● **Work to complete**
Lay out the data below as a two-column CSV with the columns input and output, each row pairing the text with its answer, every field in double quotes and line breaks replaced by spaces. Omit the pictures.

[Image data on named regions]

....................

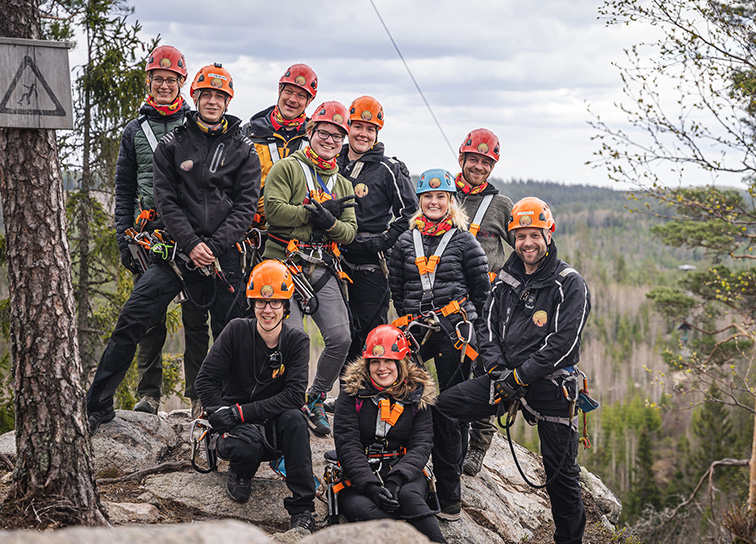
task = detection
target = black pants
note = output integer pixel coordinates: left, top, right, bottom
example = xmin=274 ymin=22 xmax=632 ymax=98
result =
xmin=87 ymin=251 xmax=244 ymax=414
xmin=338 ymin=474 xmax=446 ymax=542
xmin=135 ymin=274 xmax=210 ymax=399
xmin=344 ymin=264 xmax=390 ymax=362
xmin=216 ymin=409 xmax=315 ymax=516
xmin=432 ymin=376 xmax=585 ymax=544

....................

● **Worked solution**
input,output
"task = detection target = black pants note = output integer pixel coordinates: left, top, right, bottom example = xmin=274 ymin=22 xmax=632 ymax=98 result =","xmin=87 ymin=251 xmax=244 ymax=414 xmin=338 ymin=474 xmax=446 ymax=542 xmin=135 ymin=274 xmax=210 ymax=399 xmin=344 ymin=264 xmax=390 ymax=362 xmin=216 ymin=409 xmax=315 ymax=516 xmin=432 ymin=376 xmax=585 ymax=544"